Belge Metni:
-------------------------

26 Mart 2010

çizgi roman > sinema

kesişim kümesinden yeni iki haber:

captain america'yı kimin oynayacağı belli oldu gibi. fantastic four'da human torch karakterini oynayan chris evans'a teklifin gittiği ve evans'ın da bu teklifi kabul ettiği konuşuluyor.

diğer haber ise green lantern cephesinden. checkmate ve suicide squad'dan tanıdığımız amanda waller karakteri green lantern sinema uyarlamasında yer alacak ve karakteri angela bassett canlandıracak.

Amerikan Sabahçı Kahvesinde Bir Türk Çizgi Romancı: Kutlukhan Perker (Insomnia Café)

Çizgi romanla ilgilenen hemen herkes Will Eisner Ödülleri’nden haberdardır. 2005 yılında aramızdan ayrılışına kadar, çizgi roman dünyasına katkılarını sürdürmüş, saygın çevrelerce grafik romanın babası kabul edilen Will Eisner adına düzenlenen, senelik bir organizasyondur Eisner Ödülleri. Çizgi roman dünyasının Oscar’ları diyerek klişeleştirmekte beis görmüyorum.
Peki ben durup dururken neden Eisner Ödülleri’nden bahsediyorum?
Geçtiğimiz sene Eisner için yarışanlardan biri, yakından tanıdığımız bir isim olan Kutlukhan Perker’di.
90’lı yılların başında henüz bir lise öğrencisiyken Avni ve Gırgır gibi mizah dergilerinde çizmeye başlayan Perker sonrasında HBR Maymun, Leman gibi süreli mizah yayınlarında çizmeyi sürdürdü. Yeni Yüzyıl, Yeni Binyıl, Sabah, Radikal, Hürriyet, Vatan gibi gazetelere de dönem dönem çizimler yapan Perker 1997 senesinde iki de kitap çıkarttı. Çınar Yayınları tarafından basılan kitapları, Türkan Şoray Dudağı ve Masal Mafya isimlerini taşıyor. Kutlukhan Perker 2000’li yılların başlarında “Society of Illustrators” üyesi olan ilk ve tek Türk çizer ünvanını da arkasına alıp New York’a yerleşiyor ve oradan sonrası çorap söküğü gibi geliyor. Heavy Metal, MAD, New York Times, The New Yorker, The Wallstreet Journal ve The Progressive gibi büyük mecralarda yayınlanan işleri, bu büyük camiadaki yerini pekiştiriyor.

-------------------------

(Etiketli noktaların kayıtları)
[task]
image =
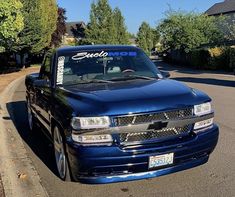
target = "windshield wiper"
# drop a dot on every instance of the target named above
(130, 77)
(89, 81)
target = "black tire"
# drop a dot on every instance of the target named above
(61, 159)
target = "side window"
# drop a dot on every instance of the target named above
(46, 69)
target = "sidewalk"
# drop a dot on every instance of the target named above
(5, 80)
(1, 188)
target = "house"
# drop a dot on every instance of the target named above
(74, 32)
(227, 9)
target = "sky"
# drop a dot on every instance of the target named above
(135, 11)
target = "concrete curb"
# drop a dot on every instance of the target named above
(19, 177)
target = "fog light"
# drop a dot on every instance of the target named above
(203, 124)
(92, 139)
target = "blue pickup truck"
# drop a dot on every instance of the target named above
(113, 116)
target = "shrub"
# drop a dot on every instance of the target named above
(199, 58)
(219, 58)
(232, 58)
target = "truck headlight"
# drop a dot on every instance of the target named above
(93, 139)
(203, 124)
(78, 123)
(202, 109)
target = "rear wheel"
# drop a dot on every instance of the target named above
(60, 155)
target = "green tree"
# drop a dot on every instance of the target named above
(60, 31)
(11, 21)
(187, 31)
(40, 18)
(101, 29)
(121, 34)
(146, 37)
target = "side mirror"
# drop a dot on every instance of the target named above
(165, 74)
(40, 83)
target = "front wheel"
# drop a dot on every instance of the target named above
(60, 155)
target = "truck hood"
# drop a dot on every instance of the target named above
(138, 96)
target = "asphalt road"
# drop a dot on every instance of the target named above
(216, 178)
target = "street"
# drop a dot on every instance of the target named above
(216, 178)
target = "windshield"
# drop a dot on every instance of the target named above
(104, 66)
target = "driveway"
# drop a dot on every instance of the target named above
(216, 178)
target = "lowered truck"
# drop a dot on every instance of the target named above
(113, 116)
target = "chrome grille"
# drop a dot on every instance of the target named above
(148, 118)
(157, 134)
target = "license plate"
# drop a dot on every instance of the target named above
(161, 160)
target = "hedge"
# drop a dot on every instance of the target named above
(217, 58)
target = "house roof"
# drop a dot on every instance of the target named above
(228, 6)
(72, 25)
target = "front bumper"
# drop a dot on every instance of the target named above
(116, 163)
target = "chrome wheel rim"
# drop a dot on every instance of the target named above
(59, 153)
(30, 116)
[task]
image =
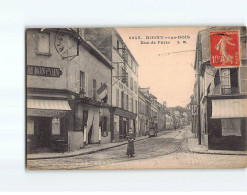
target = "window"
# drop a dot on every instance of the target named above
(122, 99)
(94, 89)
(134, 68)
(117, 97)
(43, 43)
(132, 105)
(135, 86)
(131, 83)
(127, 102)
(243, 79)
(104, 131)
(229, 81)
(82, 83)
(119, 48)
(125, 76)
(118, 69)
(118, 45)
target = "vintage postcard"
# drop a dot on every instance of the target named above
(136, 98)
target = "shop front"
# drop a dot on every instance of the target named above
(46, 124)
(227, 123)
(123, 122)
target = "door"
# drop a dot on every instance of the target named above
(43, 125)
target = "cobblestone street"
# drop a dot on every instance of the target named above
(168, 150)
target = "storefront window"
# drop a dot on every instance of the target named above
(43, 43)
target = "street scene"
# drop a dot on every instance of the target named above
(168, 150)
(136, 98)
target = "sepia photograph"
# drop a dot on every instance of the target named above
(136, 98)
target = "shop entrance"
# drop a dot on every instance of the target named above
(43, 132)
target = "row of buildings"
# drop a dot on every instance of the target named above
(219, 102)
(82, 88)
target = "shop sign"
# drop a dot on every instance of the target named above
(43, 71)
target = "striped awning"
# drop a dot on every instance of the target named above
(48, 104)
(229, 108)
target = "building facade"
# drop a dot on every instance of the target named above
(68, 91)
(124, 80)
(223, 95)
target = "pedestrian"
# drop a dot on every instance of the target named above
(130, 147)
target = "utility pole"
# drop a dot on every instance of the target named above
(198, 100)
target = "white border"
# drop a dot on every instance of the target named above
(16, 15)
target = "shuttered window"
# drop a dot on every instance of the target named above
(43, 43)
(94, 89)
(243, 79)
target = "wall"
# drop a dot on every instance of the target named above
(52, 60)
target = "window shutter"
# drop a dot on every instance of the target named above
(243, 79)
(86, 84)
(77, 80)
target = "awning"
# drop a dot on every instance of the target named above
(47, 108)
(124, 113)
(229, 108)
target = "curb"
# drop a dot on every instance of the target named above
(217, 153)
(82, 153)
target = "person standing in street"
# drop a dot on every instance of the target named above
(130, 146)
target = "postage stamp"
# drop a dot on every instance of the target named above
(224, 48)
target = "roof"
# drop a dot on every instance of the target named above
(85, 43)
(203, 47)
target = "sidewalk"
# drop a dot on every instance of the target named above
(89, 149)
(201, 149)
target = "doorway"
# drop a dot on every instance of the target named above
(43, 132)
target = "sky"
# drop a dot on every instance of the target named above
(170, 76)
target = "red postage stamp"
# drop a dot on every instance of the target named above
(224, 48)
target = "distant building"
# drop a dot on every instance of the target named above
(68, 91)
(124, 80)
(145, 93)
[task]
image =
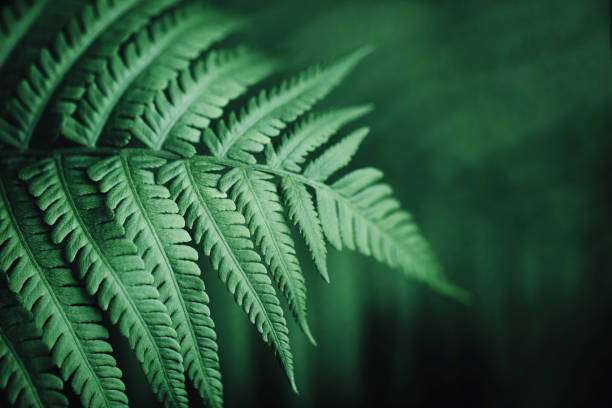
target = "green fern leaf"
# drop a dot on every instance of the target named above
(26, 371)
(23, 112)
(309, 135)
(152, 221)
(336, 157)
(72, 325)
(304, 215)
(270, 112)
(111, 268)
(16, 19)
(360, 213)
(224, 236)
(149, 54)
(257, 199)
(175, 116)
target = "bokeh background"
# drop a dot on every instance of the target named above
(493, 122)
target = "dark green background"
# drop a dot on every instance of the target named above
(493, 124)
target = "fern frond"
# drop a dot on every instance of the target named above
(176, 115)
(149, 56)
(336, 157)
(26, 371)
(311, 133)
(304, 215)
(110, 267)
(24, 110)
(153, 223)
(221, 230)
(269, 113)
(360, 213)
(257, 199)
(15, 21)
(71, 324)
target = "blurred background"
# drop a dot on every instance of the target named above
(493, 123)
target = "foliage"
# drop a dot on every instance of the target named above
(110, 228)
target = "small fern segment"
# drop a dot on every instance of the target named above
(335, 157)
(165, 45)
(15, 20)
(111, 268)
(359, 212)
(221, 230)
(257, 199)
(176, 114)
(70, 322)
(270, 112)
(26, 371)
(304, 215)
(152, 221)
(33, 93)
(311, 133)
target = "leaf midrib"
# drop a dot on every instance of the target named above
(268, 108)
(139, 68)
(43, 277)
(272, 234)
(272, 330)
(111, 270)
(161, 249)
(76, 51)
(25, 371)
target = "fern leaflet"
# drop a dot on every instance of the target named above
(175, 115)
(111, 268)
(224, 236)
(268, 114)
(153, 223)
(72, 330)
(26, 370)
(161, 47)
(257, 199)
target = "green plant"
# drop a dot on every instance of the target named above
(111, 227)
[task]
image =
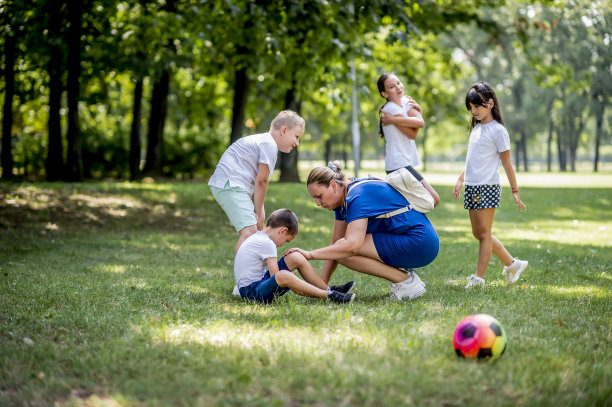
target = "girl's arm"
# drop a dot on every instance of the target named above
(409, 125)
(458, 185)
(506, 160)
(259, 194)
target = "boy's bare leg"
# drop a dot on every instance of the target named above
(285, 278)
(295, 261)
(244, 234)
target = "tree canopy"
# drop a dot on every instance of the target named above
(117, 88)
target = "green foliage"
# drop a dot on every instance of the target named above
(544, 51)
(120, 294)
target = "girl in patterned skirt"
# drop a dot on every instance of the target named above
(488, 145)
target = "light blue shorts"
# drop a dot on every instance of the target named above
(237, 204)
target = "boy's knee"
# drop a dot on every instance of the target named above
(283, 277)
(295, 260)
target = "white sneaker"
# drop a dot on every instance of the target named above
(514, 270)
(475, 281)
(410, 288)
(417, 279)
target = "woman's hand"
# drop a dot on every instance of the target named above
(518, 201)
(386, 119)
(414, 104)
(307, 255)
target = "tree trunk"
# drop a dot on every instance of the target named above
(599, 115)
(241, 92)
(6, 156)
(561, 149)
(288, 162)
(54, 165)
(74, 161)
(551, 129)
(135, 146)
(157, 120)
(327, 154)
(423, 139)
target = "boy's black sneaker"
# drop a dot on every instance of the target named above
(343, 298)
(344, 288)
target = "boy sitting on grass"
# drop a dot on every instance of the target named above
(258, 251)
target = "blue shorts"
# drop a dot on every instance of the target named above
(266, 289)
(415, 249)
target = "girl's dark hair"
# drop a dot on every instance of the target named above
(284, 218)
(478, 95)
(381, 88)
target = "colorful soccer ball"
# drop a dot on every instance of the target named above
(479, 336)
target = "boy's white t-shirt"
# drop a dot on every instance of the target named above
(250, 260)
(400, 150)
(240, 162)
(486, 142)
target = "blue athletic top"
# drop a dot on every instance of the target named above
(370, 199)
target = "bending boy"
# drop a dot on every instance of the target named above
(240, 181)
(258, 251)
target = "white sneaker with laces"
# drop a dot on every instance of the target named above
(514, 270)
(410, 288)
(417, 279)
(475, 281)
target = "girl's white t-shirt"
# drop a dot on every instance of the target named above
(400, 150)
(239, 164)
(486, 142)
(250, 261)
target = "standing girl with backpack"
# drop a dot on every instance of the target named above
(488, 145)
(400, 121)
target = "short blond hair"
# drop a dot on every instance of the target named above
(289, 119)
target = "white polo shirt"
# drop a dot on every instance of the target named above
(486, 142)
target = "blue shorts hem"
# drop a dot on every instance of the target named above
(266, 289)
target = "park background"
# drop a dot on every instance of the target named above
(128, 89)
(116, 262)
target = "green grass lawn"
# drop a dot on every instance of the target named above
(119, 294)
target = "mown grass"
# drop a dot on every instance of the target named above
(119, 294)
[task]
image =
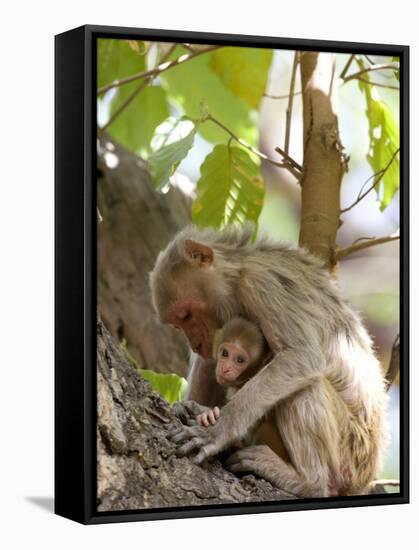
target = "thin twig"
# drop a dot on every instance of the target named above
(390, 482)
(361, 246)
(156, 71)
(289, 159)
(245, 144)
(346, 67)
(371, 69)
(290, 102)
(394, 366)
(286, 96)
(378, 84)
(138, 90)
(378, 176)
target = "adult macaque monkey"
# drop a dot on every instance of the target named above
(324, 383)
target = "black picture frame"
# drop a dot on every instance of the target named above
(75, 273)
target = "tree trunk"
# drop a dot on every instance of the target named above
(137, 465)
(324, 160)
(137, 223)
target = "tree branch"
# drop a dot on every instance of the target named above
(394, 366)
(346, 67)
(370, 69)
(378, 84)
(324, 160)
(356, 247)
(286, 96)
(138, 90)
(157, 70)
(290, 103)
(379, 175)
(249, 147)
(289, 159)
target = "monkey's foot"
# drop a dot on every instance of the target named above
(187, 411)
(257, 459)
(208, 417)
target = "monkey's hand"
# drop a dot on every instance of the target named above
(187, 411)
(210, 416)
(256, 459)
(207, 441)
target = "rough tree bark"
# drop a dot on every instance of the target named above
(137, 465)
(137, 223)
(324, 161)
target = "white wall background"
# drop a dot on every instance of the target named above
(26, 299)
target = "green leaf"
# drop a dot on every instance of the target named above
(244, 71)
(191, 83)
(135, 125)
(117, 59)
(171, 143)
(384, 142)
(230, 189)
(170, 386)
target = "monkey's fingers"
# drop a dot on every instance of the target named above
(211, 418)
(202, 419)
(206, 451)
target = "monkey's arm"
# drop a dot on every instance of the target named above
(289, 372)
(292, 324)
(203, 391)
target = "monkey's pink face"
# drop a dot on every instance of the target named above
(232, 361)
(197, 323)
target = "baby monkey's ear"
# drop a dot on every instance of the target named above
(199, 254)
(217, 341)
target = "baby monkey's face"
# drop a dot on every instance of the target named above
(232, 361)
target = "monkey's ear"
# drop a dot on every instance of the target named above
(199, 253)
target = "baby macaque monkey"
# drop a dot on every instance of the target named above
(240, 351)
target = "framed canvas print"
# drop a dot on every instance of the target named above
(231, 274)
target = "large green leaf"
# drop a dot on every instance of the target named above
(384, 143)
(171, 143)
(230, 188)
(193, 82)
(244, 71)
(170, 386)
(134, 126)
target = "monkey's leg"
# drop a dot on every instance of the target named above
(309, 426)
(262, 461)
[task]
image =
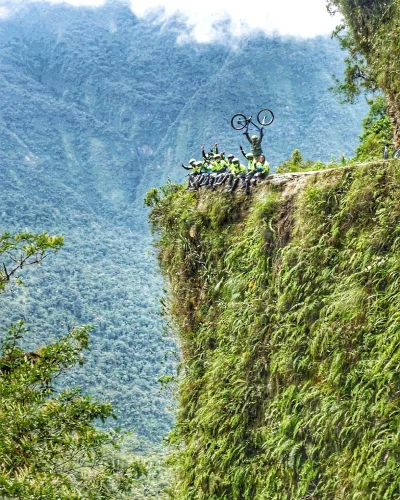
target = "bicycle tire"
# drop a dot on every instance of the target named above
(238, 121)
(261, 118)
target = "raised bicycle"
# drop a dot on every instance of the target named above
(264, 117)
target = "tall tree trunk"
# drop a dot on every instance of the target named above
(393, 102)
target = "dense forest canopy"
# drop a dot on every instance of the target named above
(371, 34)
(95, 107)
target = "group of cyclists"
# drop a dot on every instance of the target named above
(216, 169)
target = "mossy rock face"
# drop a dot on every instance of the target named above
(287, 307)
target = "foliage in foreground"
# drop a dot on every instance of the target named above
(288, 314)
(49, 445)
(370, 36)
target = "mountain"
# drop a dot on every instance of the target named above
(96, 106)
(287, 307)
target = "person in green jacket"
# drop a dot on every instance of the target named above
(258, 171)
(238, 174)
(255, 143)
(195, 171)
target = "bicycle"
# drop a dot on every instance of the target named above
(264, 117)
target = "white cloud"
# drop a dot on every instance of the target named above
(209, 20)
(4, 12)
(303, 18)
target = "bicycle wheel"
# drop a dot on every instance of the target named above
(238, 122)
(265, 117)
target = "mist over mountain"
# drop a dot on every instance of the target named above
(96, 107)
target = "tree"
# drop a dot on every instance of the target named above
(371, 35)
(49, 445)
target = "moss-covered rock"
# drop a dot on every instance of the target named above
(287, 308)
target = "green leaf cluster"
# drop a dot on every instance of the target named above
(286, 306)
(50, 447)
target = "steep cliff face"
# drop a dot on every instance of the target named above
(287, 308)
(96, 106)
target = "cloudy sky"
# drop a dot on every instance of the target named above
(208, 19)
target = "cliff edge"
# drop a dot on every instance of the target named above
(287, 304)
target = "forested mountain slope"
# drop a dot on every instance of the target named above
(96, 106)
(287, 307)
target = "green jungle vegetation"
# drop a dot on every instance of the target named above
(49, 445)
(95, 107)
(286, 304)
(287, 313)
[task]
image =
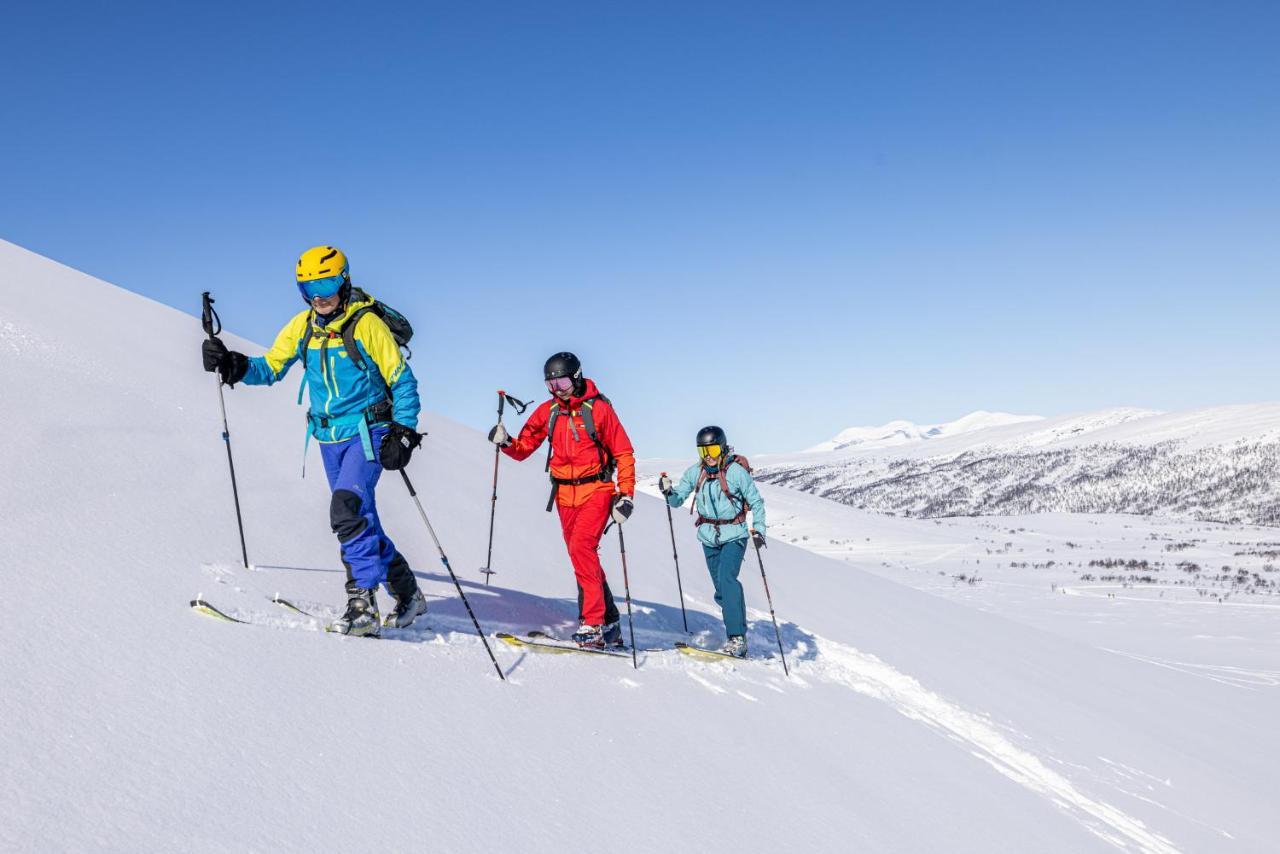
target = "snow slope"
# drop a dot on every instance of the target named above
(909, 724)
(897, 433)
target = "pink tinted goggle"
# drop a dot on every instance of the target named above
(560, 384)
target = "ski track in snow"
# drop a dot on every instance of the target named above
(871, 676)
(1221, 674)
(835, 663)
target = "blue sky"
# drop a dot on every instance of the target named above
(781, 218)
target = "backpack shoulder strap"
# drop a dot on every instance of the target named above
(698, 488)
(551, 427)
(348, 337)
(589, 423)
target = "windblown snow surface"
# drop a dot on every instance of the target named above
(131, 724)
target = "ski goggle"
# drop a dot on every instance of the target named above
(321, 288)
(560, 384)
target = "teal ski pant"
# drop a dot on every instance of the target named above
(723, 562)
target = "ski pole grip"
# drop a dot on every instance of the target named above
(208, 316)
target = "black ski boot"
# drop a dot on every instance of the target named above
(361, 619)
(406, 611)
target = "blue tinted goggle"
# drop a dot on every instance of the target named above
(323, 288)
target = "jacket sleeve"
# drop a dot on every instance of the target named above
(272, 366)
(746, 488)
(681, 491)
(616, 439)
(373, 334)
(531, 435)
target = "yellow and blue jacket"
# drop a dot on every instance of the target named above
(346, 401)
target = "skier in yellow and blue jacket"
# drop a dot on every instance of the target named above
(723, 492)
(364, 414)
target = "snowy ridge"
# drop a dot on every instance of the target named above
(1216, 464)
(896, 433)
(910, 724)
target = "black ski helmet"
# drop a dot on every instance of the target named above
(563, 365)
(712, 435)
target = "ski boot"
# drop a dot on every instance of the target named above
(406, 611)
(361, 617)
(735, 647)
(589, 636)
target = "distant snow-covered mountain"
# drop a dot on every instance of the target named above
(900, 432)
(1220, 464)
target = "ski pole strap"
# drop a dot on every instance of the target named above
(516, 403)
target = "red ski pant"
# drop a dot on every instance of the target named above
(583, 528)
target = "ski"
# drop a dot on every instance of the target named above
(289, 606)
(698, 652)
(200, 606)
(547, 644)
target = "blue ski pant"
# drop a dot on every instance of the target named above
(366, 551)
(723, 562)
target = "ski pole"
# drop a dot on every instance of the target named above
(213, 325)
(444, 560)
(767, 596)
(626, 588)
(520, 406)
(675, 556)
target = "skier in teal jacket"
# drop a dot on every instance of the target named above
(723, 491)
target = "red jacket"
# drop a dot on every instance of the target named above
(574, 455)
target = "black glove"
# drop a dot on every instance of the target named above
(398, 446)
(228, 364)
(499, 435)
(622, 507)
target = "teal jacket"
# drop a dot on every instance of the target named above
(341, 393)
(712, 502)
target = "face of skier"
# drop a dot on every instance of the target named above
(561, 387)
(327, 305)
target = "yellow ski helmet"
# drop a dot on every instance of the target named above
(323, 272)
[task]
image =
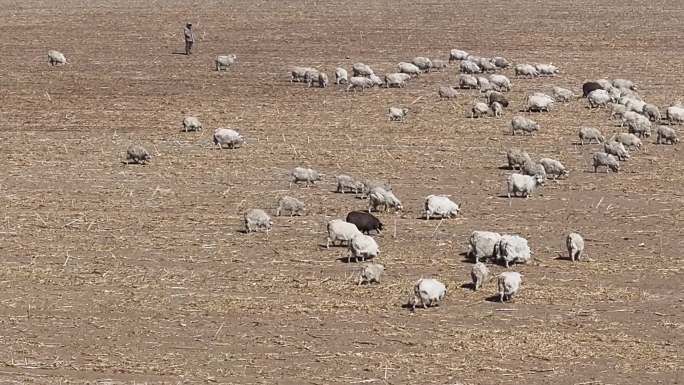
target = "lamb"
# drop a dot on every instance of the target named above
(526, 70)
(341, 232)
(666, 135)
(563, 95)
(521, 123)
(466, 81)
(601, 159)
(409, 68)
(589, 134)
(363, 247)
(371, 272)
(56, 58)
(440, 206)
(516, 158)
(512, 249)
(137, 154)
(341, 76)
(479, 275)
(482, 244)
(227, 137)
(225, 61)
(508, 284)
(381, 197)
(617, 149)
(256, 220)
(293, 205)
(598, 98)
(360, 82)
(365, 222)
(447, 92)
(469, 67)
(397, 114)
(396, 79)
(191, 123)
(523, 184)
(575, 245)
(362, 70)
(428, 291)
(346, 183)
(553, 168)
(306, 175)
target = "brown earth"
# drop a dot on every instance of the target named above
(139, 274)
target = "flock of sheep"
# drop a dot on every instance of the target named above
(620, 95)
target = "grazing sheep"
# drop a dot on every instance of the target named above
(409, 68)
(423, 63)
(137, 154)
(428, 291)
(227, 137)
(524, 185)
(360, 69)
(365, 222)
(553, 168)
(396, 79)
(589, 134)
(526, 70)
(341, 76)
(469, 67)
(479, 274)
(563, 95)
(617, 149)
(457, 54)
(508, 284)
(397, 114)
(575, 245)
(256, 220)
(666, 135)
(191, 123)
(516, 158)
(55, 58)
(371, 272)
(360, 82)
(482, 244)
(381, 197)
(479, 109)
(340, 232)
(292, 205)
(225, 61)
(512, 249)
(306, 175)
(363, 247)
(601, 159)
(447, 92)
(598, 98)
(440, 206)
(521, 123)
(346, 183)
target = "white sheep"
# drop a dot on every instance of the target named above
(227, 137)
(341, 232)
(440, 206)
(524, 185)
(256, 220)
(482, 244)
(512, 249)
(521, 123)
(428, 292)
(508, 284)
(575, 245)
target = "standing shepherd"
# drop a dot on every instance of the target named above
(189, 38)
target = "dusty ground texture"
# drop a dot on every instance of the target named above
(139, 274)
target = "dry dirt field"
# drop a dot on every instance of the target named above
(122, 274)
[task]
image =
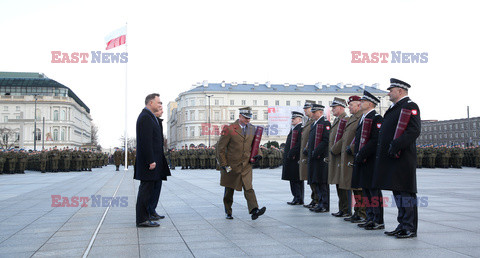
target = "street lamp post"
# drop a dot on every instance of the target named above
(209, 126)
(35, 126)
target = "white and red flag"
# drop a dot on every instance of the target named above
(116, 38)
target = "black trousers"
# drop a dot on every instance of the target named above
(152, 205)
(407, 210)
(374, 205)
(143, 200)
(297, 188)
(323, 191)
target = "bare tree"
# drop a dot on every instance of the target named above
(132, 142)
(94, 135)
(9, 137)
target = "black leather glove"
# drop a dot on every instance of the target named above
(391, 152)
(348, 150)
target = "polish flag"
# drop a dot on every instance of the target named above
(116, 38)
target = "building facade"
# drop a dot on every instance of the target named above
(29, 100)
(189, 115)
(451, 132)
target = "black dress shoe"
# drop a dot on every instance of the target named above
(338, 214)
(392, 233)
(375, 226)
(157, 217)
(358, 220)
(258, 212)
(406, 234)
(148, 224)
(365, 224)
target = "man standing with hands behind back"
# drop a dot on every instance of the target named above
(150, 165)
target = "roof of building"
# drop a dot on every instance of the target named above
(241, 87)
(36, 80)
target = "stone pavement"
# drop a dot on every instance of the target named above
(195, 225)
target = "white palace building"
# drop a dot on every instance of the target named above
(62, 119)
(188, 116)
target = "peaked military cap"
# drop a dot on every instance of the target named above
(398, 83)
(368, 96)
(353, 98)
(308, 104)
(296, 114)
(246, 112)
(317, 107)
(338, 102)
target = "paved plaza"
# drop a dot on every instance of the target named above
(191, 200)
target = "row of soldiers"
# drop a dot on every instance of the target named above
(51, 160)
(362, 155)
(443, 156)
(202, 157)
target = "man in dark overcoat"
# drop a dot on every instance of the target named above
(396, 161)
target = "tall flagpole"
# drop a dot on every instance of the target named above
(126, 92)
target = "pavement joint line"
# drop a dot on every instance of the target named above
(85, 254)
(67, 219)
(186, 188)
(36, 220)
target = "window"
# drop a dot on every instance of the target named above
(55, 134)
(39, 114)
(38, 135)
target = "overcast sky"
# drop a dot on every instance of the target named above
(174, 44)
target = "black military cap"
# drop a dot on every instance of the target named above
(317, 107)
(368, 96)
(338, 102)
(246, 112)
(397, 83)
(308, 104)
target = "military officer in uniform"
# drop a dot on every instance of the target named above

-------------------------

Alıştırmalar:
[1] Çizgi roman yazısında "çizgi roman >" sözlerini içeren ifadeyle açılıp "angela bassett canlandıracak." ile kapanan bölümü kelimesi kelimesine aktarın.
[2] Aşağıdaki ifadelerin çizgi roman yazısıyla örtüşüp örtüşmediğini her biri için evet ya da hayır diyerek belirtin ve kararı belirleyen sözleri yazıdan aynen alıntılayın: (a) Captain America rolü için teklifin Chris Evans'a gittiği konuşuluyor. (b) Eisner Ödülleri iki yılda bir düzenlenir. (c) Perker'in kitapları Çınar Yayınları tarafından basıldı.
[3] Çizgi roman yazısını iki cümleyle özetleyin.

Sırasıyla Cevaplar:
[1]
çizgi roman > sinema

kesişim kümesinden yeni iki haber:

captain america'yı kimin oynayacağı belli oldu gibi. fantastic four'da human torch karakterini oynayan chris evans'a teklifin gittiği ve evans'ın da bu teklifi kabul ettiği konuşuluyor.

diğer haber ise green lantern cephesinden. checkmate ve suicide squad'dan tanıdığımız amanda waller karakteri green lantern sinema uyarlamasında yer alacak ve karakteri angela bassett canlandıracak.

[2]
(a) Evet: "chris evans'a teklifin gittiği ve evans'ın da bu teklifi kabul ettiği konuşuluyor."
(b) Hayır: "senelik bir organizasyondur Eisner Ödülleri."
(c) Evet: "Çınar Yayınları tarafından basılan kitapları, Türkan Şoray Dudağı ve Masal Mafya isimlerini taşıyor."

[3] Chris Evans'ın Captain America'yı oynayacağı konuşuluyor, Green Lantern sinema uyarlamasında ise Amanda Waller karakterini Angela Bassett canlandıracak. Geçen sene Eisner Ödülleri için yarışan Kutlukhan Perker, Türkiye'de mizah dergileri ve gazeteler için çizdikten sonra New York'a yerleşti ve Heavy Metal, MAD, The New Yorker gibi büyük mecralarda yayınlanan işleriyle yerini pekiştirdi.